● **Work to complete**: Lines in the entries below where the word "white" shows up should each be copied.

● **Dataset excerpts**:
* * *

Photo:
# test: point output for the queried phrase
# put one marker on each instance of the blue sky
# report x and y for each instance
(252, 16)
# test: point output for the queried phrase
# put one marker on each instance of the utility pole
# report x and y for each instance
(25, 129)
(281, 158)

* * *

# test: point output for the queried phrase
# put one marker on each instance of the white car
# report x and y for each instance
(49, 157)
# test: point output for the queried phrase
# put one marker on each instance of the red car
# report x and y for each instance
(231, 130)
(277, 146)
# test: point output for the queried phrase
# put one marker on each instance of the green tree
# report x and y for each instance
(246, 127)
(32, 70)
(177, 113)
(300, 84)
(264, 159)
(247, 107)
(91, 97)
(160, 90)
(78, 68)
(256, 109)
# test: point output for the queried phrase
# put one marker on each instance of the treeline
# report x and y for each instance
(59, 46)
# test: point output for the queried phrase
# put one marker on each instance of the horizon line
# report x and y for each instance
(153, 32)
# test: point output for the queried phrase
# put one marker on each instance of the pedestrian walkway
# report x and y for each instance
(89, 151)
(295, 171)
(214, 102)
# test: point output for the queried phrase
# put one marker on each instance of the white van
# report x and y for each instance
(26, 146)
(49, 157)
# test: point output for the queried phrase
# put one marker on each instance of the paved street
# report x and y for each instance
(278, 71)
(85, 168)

* * *

● **Completed exercise**:
# put one marker on each instance of the white car
# put one marker on each instance of the white van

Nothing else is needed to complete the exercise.